▶ _TASK TO CARRY OUT_
Each line in the entries below that holds the string "gear" must be copied.

•••

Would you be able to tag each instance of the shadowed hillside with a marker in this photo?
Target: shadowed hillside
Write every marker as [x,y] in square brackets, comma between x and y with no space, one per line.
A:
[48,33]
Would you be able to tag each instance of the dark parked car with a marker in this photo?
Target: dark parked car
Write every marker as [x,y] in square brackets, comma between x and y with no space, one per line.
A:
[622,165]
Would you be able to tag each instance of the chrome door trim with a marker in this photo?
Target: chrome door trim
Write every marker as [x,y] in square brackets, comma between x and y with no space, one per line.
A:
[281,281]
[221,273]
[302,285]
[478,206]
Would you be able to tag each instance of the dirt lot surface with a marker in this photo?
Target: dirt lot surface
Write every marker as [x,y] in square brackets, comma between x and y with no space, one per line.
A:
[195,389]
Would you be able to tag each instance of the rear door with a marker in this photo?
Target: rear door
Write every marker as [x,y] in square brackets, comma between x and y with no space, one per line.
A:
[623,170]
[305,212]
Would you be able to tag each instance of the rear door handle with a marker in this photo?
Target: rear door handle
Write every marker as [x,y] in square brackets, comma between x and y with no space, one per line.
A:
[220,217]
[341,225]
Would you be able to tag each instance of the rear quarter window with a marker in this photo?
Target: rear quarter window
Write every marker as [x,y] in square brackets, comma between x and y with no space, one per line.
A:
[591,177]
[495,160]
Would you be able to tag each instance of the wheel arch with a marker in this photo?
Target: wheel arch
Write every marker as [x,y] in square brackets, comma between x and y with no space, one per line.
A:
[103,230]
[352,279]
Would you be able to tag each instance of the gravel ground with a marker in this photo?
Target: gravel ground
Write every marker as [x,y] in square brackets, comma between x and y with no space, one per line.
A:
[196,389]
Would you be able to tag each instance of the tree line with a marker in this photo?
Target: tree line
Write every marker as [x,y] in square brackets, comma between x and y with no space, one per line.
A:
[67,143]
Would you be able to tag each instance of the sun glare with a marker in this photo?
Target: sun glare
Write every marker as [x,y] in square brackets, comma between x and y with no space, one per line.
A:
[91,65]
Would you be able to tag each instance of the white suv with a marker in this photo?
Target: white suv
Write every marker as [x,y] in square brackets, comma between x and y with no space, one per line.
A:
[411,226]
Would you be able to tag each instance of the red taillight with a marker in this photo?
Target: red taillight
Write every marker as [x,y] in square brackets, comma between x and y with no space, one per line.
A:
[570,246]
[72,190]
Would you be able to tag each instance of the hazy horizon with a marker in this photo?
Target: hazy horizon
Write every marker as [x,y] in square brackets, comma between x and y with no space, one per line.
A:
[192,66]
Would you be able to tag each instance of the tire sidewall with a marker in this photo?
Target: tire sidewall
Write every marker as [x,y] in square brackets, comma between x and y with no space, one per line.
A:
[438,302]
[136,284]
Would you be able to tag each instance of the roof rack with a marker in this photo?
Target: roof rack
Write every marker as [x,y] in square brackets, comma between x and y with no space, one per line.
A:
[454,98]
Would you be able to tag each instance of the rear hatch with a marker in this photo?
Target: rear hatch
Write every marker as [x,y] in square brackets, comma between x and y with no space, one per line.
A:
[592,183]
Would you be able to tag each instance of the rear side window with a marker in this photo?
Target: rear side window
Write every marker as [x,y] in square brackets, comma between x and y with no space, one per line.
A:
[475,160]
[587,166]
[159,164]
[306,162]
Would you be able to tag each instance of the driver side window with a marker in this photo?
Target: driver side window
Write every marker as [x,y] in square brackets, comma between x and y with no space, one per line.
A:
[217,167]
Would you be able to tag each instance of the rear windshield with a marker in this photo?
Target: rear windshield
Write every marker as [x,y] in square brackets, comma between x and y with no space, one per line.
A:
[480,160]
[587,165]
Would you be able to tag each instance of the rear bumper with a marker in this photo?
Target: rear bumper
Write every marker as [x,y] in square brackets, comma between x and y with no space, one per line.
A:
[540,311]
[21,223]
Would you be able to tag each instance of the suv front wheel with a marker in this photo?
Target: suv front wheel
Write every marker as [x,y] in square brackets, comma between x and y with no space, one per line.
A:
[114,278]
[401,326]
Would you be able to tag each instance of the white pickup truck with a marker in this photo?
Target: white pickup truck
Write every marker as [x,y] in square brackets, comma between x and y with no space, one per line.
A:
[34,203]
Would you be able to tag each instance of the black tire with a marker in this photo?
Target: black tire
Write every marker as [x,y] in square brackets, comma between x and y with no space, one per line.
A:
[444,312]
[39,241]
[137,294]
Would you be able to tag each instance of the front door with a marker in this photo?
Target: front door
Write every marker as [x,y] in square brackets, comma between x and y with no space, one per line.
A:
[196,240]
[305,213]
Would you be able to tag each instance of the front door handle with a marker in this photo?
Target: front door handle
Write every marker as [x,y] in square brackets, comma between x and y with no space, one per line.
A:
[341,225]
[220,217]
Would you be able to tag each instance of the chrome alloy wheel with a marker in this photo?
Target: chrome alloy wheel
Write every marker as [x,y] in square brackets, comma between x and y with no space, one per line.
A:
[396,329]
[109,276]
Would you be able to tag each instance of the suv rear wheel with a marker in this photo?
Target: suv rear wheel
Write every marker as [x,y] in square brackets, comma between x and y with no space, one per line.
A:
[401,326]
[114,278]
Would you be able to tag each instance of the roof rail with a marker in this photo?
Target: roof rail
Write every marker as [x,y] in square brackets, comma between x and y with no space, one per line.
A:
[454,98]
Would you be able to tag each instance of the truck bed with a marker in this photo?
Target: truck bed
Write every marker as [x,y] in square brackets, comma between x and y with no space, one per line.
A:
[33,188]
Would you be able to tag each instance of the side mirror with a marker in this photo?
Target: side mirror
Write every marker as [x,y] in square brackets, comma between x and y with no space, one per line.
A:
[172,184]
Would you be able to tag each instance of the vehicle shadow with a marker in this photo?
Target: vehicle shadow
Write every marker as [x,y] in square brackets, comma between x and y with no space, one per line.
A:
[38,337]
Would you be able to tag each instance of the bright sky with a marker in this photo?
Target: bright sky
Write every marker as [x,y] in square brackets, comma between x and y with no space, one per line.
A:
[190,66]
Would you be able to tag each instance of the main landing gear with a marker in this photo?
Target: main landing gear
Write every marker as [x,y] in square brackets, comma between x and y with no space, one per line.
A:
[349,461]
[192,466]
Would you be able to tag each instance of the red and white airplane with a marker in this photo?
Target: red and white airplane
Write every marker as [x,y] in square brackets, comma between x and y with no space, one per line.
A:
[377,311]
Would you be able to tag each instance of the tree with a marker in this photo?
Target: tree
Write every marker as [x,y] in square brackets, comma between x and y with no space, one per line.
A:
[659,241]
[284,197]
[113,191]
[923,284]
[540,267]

•••

▶ _SOLUTION TO THIS PROBLEM_
Would you be able to tag each instance of the main landing gear with a marker in this photo?
Target: main landing gear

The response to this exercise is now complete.